» Extracted text:
● ● ● ● ●

But Rosa Luxemburg was more than a Marxist thinker. She was also deeply involved in the daily political struggles pushing for left-wing solutions. Yes, the more bureaucratic types, comfortable in their party and trade union niches, hated her for it (and she, in turn, hated them) but she fought hard for her positions on an anti-class collaborationist, anti-militarist and anti-imperialist left-wing of the International of the social democratic movement throughout this period. And she did this not merely as an adjunct leader of a women’s section of a social democratic party but as a fully established leader of left-wing men and women, as a fully socialist leader. One of the interesting facts about her life is how little she wrote on the women question as a separate issue from the broader socialist question of the emancipation of women. Militant leftist, socialist and feminist women today take note.




One of the easy ways for leftists, particularly later leftists influenced by Stalinist ideology, to denigrate the importance of Rosa Luxemburg’s thought and theoretical contributions to Marxism was to write her off as too soft on the question of the necessity of a hard vanguard revolutionary organization to lead the socialist revolution. Underpinning that theme was the accusation that she relied too much on the spontaneous upsurge of the masses as a corrective to the lack of hard organization or the impediments that  reformist socialist elements threw up to derail the revolutionary process. A close examination of her own organization, The Socialist Party of the Kingdom of Poland and Lithuania, shows that this was not the case; this was a small replica of a Bolshevik-type organization. That organization, moreover, made several important political blocs with the Bolsheviks in the aftermath of the defeat of the Russian revolution of 1905. Yes, there were political differences between the organizations, particularly over the critical question for both the Polish and Russian parties of the correct approach to the right of national self-determination, but the need for a hard organization does not appear to be one of them.




Furthermore, no less a stalwart Bolshevik revolutionary than Leon Trotsky, writing in her defense in the 1930’s, dismissed charges of Rosa’s supposed ‘spontaneous uprising’ fetish as so much hot air. Her tragic fate, murdered with the complicity of her former Social Democratic comrades, after the defeated Spartacist uprising in Berlin in 1919 (at the same time as her comrade, Karl Liebknecht), had causes related to the smallness of the group, its  political immaturity and indecisiveness than in its spontaneousness. If one is to accuse Rosa Luxemburg of any political mistake it is in not pulling the Spartacist group out of Kautsky’s Independent Social Democrats (itself a split from the main Social Democratic party during the war, over the war issue) sooner than late 1918. However, as the future history of the communist movement would painfully demonstrate revolutionaries have to take advantage of the revolutionary opportunities that come their way, even if not the most opportune or of their own making.

● ● ● ● ●

» Dataset records:
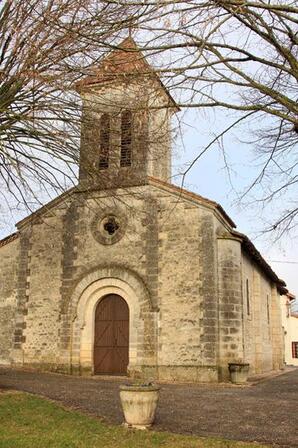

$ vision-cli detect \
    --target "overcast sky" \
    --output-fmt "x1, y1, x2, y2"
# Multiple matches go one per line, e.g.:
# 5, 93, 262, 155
174, 110, 298, 300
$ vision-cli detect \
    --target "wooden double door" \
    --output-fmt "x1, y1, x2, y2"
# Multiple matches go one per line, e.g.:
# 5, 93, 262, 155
94, 294, 129, 375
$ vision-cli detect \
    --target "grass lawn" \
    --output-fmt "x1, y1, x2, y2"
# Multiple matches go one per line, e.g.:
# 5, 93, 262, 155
0, 393, 264, 448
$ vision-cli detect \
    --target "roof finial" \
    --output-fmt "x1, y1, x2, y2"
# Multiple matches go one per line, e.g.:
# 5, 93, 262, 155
128, 22, 132, 37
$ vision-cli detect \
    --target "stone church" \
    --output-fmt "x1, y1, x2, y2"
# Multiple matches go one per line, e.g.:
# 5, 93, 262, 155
0, 38, 287, 382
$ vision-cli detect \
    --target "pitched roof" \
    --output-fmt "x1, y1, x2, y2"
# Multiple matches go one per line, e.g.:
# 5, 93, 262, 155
232, 230, 288, 294
148, 177, 236, 227
76, 37, 179, 111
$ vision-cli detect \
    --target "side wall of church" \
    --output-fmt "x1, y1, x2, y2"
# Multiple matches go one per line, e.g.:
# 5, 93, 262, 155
154, 194, 218, 381
0, 239, 19, 364
242, 254, 283, 373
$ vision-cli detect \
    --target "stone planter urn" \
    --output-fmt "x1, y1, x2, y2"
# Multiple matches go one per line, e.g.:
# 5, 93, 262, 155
229, 362, 249, 384
120, 384, 160, 429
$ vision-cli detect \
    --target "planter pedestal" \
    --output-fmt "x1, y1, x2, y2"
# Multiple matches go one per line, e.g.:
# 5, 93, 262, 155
120, 385, 160, 429
229, 362, 249, 384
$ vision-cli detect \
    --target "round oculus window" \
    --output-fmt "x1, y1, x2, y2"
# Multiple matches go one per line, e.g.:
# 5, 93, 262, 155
91, 209, 126, 244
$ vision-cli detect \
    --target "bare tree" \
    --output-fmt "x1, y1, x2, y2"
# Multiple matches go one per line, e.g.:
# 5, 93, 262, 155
117, 0, 298, 233
0, 0, 298, 238
0, 0, 141, 212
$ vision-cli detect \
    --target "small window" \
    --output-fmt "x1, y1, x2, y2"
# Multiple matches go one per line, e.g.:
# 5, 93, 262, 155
292, 342, 298, 358
99, 114, 110, 170
120, 110, 132, 166
246, 278, 250, 315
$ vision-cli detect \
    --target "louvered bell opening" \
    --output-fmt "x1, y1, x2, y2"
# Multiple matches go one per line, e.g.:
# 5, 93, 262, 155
99, 114, 110, 170
120, 110, 132, 167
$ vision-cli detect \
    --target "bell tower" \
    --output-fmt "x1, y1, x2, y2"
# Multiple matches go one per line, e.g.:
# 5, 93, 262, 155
77, 37, 179, 189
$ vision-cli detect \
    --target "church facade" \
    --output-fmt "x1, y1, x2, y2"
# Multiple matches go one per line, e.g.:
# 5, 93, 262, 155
0, 38, 287, 382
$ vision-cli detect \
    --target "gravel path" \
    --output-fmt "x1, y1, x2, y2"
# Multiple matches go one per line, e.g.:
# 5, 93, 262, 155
0, 368, 298, 447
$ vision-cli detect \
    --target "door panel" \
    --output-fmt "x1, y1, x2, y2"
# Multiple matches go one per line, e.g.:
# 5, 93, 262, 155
94, 294, 129, 375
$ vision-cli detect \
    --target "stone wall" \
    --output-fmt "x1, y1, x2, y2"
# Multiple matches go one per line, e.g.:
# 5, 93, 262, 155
242, 254, 283, 373
0, 238, 19, 364
218, 235, 243, 381
0, 185, 282, 382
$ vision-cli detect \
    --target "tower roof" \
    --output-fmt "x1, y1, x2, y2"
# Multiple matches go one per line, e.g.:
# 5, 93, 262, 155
76, 36, 179, 110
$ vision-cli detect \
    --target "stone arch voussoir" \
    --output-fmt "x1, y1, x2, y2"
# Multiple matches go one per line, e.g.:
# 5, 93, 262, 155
70, 264, 158, 320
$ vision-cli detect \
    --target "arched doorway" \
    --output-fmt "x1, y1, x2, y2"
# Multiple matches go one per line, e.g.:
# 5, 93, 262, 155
94, 294, 129, 375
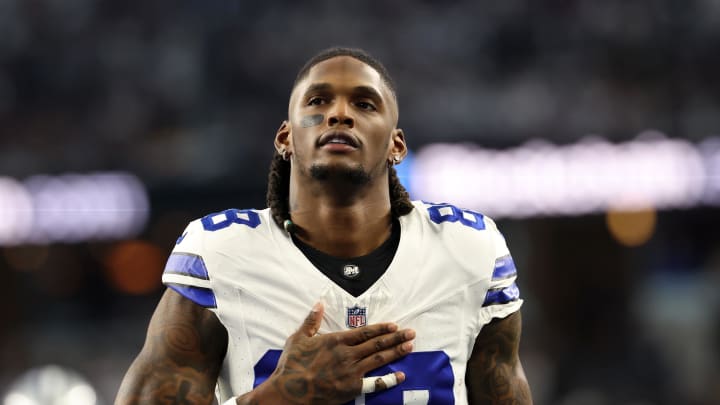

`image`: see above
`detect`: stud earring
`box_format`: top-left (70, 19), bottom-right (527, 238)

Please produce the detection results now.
top-left (280, 148), bottom-right (289, 161)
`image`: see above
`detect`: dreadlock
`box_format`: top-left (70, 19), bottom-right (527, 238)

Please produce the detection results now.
top-left (267, 47), bottom-right (413, 233)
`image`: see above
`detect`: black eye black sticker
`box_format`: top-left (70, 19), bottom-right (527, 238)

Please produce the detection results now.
top-left (300, 114), bottom-right (325, 128)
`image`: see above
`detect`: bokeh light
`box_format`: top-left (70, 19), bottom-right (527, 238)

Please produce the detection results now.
top-left (605, 207), bottom-right (657, 247)
top-left (3, 365), bottom-right (97, 405)
top-left (105, 240), bottom-right (165, 294)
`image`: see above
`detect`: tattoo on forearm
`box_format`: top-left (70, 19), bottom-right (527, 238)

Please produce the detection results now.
top-left (467, 313), bottom-right (532, 405)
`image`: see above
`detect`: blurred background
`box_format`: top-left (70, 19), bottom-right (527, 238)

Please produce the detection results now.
top-left (0, 0), bottom-right (720, 405)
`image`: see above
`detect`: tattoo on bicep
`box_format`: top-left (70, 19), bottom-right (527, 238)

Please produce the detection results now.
top-left (116, 292), bottom-right (224, 405)
top-left (467, 313), bottom-right (532, 405)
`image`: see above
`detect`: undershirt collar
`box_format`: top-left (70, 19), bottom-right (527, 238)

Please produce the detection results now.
top-left (292, 219), bottom-right (400, 297)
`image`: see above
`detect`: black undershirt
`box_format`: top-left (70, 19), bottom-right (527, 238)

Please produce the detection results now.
top-left (292, 220), bottom-right (400, 297)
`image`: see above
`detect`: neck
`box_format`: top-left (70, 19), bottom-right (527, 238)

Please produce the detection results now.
top-left (290, 170), bottom-right (392, 258)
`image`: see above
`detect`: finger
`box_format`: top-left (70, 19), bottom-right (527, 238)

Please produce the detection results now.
top-left (357, 342), bottom-right (413, 373)
top-left (340, 323), bottom-right (397, 346)
top-left (298, 302), bottom-right (325, 337)
top-left (353, 329), bottom-right (415, 359)
top-left (361, 371), bottom-right (405, 394)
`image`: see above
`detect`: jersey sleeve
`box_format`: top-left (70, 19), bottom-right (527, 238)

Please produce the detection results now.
top-left (481, 216), bottom-right (523, 324)
top-left (162, 221), bottom-right (217, 309)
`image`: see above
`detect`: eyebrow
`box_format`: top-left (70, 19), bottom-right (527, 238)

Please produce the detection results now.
top-left (305, 83), bottom-right (383, 103)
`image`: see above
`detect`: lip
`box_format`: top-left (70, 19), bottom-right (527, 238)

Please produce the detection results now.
top-left (317, 130), bottom-right (360, 148)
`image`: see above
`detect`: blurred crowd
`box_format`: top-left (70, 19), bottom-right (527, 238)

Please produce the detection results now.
top-left (0, 0), bottom-right (720, 405)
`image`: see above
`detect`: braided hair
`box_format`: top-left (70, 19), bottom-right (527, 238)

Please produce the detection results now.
top-left (267, 47), bottom-right (413, 233)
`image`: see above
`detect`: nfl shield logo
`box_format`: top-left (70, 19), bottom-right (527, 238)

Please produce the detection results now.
top-left (345, 305), bottom-right (367, 328)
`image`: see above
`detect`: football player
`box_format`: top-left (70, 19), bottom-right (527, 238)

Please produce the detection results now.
top-left (116, 48), bottom-right (532, 405)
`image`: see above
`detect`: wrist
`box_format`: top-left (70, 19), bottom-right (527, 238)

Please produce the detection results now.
top-left (235, 377), bottom-right (296, 405)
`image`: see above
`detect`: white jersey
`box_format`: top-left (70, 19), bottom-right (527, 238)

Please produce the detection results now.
top-left (162, 202), bottom-right (522, 405)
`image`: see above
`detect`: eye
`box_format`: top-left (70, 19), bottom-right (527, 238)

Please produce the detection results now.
top-left (307, 97), bottom-right (325, 105)
top-left (355, 101), bottom-right (377, 111)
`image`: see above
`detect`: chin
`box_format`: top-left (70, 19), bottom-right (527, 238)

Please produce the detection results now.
top-left (310, 163), bottom-right (370, 185)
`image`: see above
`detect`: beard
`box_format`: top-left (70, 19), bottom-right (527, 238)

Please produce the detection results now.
top-left (310, 164), bottom-right (372, 186)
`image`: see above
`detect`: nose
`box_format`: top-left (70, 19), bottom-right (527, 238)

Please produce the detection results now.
top-left (328, 102), bottom-right (355, 128)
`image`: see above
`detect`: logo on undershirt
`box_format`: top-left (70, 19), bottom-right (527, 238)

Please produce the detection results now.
top-left (343, 264), bottom-right (360, 280)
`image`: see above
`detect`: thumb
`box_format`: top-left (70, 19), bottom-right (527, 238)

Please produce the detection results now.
top-left (298, 302), bottom-right (325, 337)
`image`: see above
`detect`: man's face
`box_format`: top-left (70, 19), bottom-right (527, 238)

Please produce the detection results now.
top-left (276, 56), bottom-right (405, 182)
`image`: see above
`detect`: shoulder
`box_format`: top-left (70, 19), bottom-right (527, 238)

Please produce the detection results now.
top-left (404, 201), bottom-right (509, 276)
top-left (408, 201), bottom-right (502, 243)
top-left (178, 208), bottom-right (277, 241)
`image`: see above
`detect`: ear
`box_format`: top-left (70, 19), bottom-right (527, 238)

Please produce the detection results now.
top-left (388, 128), bottom-right (407, 164)
top-left (275, 120), bottom-right (292, 154)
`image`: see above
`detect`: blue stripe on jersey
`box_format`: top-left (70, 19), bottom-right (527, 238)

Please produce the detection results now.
top-left (493, 255), bottom-right (517, 280)
top-left (167, 283), bottom-right (217, 308)
top-left (163, 253), bottom-right (210, 280)
top-left (483, 283), bottom-right (520, 307)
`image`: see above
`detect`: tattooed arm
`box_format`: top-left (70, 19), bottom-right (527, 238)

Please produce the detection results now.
top-left (115, 289), bottom-right (415, 405)
top-left (465, 311), bottom-right (532, 405)
top-left (115, 289), bottom-right (228, 405)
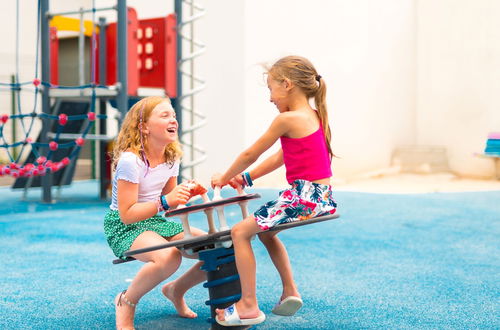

● ● ● ● ●

» What you will do:
Answer the following questions using the text on Rosa Luxemburg.
(a) Which organization of her own is called a small replica of a Bolshevik-type organization?
(b) On what question does the text say the Polish and Russian parties had political differences?
(c) In what city and year did the defeated Spartacist uprising take place?

» Solution:
(a) The Socialist Party of the Kingdom of Poland and Lithuania.
(b) The correct approach to the right of national self-determination.
(c) Berlin, 1919.